Task prompt:
In the records below, find the line containing "Query: arched doorway". Restate it and all the lines after it exactly, and omit the rest.

Records supplied:

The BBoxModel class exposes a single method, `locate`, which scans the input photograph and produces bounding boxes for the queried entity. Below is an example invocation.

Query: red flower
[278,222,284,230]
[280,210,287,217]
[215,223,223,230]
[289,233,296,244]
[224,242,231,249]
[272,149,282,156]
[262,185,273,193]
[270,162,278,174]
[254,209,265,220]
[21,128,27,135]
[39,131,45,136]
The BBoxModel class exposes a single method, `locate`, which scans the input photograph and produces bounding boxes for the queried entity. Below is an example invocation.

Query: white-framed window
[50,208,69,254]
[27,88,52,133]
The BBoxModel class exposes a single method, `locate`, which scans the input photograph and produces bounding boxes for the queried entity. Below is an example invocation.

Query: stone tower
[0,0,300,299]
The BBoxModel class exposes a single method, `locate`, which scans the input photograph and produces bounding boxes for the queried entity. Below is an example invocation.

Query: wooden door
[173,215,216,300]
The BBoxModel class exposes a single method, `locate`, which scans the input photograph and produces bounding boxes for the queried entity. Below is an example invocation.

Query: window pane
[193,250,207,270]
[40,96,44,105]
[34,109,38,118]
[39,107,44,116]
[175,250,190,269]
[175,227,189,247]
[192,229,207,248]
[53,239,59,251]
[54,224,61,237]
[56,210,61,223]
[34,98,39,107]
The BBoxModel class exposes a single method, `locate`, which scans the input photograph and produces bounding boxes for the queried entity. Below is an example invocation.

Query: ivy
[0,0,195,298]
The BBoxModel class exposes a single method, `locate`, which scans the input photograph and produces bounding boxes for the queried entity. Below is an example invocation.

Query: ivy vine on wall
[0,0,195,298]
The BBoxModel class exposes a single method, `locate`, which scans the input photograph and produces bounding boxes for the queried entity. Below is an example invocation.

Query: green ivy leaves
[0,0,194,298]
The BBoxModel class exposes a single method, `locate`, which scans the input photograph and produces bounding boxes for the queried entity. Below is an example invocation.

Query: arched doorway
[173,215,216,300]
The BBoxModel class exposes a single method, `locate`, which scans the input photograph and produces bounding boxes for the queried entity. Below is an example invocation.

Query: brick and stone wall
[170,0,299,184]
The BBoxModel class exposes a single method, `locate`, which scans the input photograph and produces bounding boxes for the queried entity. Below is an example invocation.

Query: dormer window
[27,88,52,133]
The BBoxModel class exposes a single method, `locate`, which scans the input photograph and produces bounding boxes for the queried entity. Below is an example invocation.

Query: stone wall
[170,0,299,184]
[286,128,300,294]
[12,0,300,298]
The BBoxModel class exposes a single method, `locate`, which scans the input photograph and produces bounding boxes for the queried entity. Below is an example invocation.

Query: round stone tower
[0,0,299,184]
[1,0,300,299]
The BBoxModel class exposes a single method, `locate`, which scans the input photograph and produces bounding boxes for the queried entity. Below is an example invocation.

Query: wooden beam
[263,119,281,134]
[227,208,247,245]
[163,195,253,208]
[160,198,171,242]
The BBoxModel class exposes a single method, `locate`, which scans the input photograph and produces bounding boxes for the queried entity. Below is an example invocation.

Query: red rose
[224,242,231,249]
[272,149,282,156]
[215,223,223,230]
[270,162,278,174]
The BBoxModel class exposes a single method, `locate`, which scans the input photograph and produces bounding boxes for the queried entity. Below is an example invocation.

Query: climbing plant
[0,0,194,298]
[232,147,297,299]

Result of this exercise:
Query: arched doorway
[173,215,216,300]
The BBoxModel class exposes a single method, `locate`, which scans the input photograph and produces bounding boxes for the queried entity. Below is an example invocation.

Query: brick and stone wall
[170,0,299,184]
The BBoxModel class exposes a single method, `locate`, which scans the input photograph and produces bounding boxes for the queried entity. Below is an example invocation.

Query: dormer window
[27,88,52,133]
The BBoxModel class exposes a single method, `locate`, which scans the input photograph and produces bounding boxes for the queried entity. Below is an example invocation.

Query: stone wall
[170,0,299,184]
[286,128,300,294]
[12,0,300,298]
The BBoxModel class exposes a single method, `locate`, which scans the input photograph and produces bounding boxes for the queried entity. Below is an example invocation.

Query: round stone tower
[0,0,299,184]
[1,0,300,299]
The BBoxModel class exposes a single method, `locate`, which scans the input photograph and produces bounding boxes for the queried entity. Below is an example invocation.

Query: wooden beam
[263,119,281,134]
[227,208,247,245]
[163,195,253,208]
[160,198,171,242]
The BBoxModel class exposes a single method, `locate`, which scans the input photograph and produces bounding boxes for the queried entity. Below is an example invocation.

Query: red rose
[224,242,231,249]
[272,149,282,156]
[215,223,223,230]
[270,162,278,174]
The BBoxModel class exposes a single method, `locate`, which scans the input photograph and produces bounding boxes for the queried entity. Below is an example invocation.

Query: climbing plant
[0,0,194,298]
[232,147,297,299]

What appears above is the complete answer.